## start DOCUMENT PASSAGE

WDRL 209

Understanding Society, Spectral Font, 1.4bn Passwords, Breaking HSTS, And A CSS Grid Calendar

Hi, I’m Anselm Hannemann. Freelance webdesigner, frontend engineer, advisor. Curating WDRL, growing vegetables on a market garden farm.

Profile photo of the author, Anselm Hannemann

Hey,

Today I read an article about the current young work-generation that was eye-opening. It’s hard to grasp words like “Millenials” and there’s much talk about specific issues they face but it’s not easy for many of us to understand the fundamental issues, regardless whether you’re older or younger than me (I qualify under the Millenial generation). But the quite long but entertaining and super informative article by Michael Hobbes revealed a lot to me. Not only that I can now understand and even relate to quite some of these facts outlined there but also why it’s so hard to understand how different age-groups form society and migth not see what they’re doing to other people’s lives by making a decision for their own lives.

## end DOCUMENT PASSAGE
## start PROVIDED DATA

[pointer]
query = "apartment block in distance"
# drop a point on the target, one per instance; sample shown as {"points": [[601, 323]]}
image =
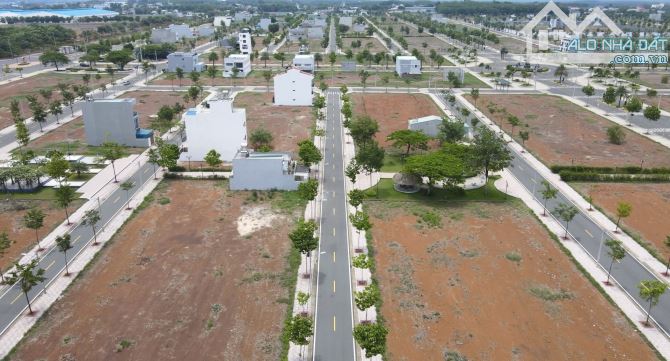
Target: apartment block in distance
{"points": [[114, 120]]}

## end PROVIDED DATA

**PROBLEM STATEMENT:** Retype the passage of the WDRL newsletter issue that opens with the words "Understanding Society, Spectral" and closes with "market garden farm.".

**TASK OUTPUT:**
Understanding Society, Spectral Font, 1.4bn Passwords, Breaking HSTS, And A CSS Grid Calendar

Hi, I’m Anselm Hannemann. Freelance webdesigner, frontend engineer, advisor. Curating WDRL, growing vegetables on a market garden farm.